Set problem »
Please print exactly the lines running from the one that contains "Where can the red" to the end of the data, with both lines included.

····················

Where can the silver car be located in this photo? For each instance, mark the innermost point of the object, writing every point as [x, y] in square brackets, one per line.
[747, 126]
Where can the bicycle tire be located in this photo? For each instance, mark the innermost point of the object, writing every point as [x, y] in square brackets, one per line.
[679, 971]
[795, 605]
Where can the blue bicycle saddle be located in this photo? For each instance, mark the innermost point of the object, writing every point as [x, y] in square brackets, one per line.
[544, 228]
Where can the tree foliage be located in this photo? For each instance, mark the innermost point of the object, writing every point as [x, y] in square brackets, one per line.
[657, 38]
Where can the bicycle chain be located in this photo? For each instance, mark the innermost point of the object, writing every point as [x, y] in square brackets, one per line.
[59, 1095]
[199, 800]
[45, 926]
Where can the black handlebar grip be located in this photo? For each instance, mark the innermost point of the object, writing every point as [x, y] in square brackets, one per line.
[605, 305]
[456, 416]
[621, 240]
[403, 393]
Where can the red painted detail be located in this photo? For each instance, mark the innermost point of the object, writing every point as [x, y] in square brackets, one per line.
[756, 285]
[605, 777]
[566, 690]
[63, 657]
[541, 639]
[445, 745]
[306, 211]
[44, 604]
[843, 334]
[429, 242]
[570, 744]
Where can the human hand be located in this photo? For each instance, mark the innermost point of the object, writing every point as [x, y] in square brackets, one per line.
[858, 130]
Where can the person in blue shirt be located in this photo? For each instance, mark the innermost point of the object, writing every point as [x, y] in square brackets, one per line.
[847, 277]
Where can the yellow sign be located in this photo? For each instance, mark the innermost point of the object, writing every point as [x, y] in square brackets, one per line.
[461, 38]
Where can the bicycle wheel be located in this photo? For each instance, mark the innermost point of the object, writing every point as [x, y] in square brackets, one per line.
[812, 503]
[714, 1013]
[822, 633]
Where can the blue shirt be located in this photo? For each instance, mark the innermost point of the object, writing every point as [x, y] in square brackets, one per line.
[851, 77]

····················

Written response »
Where can the red painted detail be located in this photo? For each instance, mark the innermost point of the object, writing every point as [x, y] in square brackets, one per line.
[756, 285]
[605, 777]
[566, 690]
[63, 657]
[541, 639]
[445, 745]
[306, 211]
[44, 604]
[843, 334]
[429, 242]
[570, 744]
Where can the human hand be located in this photo? For each instance, mark the innermost point of the object, writing every point as [x, y] in square brackets, one per line.
[858, 130]
Where can the person in blue shirt be located in this photo? For each instance, mark the innermost point of the object, writing every point as [x, y] in square brackets, one per line.
[847, 277]
Where can the yellow sign be located in this photo? For each instance, mark the innermost point of the object, writing every point as [x, y] in square brackets, one per line.
[461, 38]
Where can the bicycle wheel be located in this photo? For each instance, mark the innermost point of the object, writing every point as [x, y] in square brackets, one per line.
[812, 503]
[714, 1013]
[822, 633]
Where can the blue shirt be located in this photo? For each instance, mark the innermost point of the object, writing every point as [x, y] in square brackets, one per line.
[851, 77]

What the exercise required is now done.